Aufgabenstellung:
Fasse im folgenden Artikel über Ahmed Mansour den Absatz, der mit „Natürlich begab sich Mansour“ beginnt, kürzer zusammen. Seine wesentlichen Fakten sollen erhalten bleiben.

Vorliegender Text:

○ ○ ○ ○ ○

Gründlich daneben

Ägypten Der ägyptisch-britische Al-Jazeera-Journalist Ahmed Mansour wurde in Berlin festgenommen und kurz darauf wieder freigesetzt. Nun wird spekuliert, wer dahintersteckt
Ausgabe 26/2015
Ahmed Mansour nach seiner Freilassung in Berlin-Moabit
Ahmed Mansour nach seiner Freilassung in Berlin-Moabit

Foto: Sean Gallup/AFP/Getty Images

Mit „Allahu Akbar“-Rufen muslimischer Demonstranten wurde der ägyptisch-britische Journalist Ahmed Mansour am Montag empfangen, als er nach 48 Stunden Haft die Vollzugsanstalt Berlin-Moabit als freier Mann verlassen konnte. Mansour berichtet seit vielen Jahren für den katarischen Sender Al-Jazeera direkt von Brennpunkten im Nahen Osten. Besonders berühmt ist seine Sendung Ohne Grenzen, in der er mit Politikern – vom Präsidenten bis zum linken Oppositionellen – Interviews führt, in denen es keine Tabus gibt. Algeriens Staatschef Bouteflika etwa verließ das Studio mitten in der Sendung. Mansour selber brach vor der Kamera in Tränen aus, als ein ehemaliger politischer Gefangener aus Marokko von Haftumständen erzählte.

Auch deshalb wurde Al-Jazeera jahrelang als Vorkämpfer der Demokratie in islamischen Ländern wahrgenommen. Es fiel kaum jemandem auf, dass in Mansours Sendungen nie jemand aus der politischen Kaste Katars auftauchte. Spätestens seit dem Arabischen Frühling wurde aufmerksamen Beobachtern klar, dass Al-Jazeera ein raffiniertes Vehikel der katarischen Monarchie war, sich gegen „laizistische Diktaturen“ (Syrien) wandte und seinen Einfluss auch dank linker Kräfte zu sichern verstand.

Natürlich begab sich Mansour stets zum Tahrir-Platz in Kairo, wenn dort die Ereignisse kulminierten. Dass er aber an Folterungen beteiligt war, wie das ägyptische Staatsanwälte behaupten, ist unwahrscheinlich. Hinter seiner in Abwesenheit erfolgten Verurteilung zu 15 Jahren Haft steckt eher das Bemühen, einen regen Multiplikator auszuschalten, der die von Katar geförderten Muslimbrüder unterstützt.

Dass Mansour nun ausgerechnet in Berlin festgenommen wurde, kann als grotesker Hinweis auf die zuweilen bei Behörden aufblitzende deutsche Gründlichkeit gewertet werden. Der verbreitete Verdacht, man habe dem neulich von der Bundesregierung empfangenen Staatschef as-Sisi einen Gefallen tun wollen, kann als gegenstandslos gelten. Dass die Justiz am Nil eher politisch als rechtsstaatlich handelt, ist bekannt. Es darf vermutet werden, dass sich die digitalen Speicher der Bundespolizei nicht auf dem neuesten Stand befanden, während die Justiz unabhängig genug war, das zu tun, wozu sie verpflichtet ist.

○ ○ ○ ○ ○

Vorgegebene Einträge:

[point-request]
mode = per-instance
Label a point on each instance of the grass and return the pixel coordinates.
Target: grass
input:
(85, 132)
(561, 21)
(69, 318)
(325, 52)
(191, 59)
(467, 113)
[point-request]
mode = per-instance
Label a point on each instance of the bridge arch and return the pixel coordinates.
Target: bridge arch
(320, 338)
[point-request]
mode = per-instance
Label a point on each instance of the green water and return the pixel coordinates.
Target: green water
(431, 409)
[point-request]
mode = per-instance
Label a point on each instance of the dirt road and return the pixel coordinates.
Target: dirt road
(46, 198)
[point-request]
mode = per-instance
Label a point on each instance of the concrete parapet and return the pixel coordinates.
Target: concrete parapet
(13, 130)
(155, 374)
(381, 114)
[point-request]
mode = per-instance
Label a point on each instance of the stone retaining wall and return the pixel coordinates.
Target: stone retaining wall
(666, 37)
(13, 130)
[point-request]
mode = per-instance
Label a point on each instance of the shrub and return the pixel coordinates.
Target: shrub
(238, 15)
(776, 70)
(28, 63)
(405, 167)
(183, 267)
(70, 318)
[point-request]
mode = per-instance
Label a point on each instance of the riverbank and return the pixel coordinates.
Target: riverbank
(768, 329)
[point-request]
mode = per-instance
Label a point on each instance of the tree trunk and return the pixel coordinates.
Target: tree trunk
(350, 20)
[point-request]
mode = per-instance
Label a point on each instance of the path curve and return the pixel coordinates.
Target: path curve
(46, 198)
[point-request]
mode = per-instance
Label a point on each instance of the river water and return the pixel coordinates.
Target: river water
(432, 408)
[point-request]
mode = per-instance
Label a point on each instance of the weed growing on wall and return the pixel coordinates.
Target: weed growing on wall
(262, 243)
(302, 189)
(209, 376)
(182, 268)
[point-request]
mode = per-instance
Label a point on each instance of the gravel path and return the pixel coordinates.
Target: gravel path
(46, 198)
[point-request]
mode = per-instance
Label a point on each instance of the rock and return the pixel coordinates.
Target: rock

○ ○ ○ ○ ○

Lösung der Aufgabe:
Mansour war stets auf dem Tahrir-Platz in Kairo, wenn sich die Ereignisse zuspitzten. Ägyptische Staatsanwälte werfen ihm Beteiligung an Folterungen vor, was aber unwahrscheinlich ist. Seine Verurteilung in Abwesenheit zu 15 Jahren Haft soll eher einen aktiven Multiplikator ausschalten, der die von Katar geförderten Muslimbrüder unterstützt.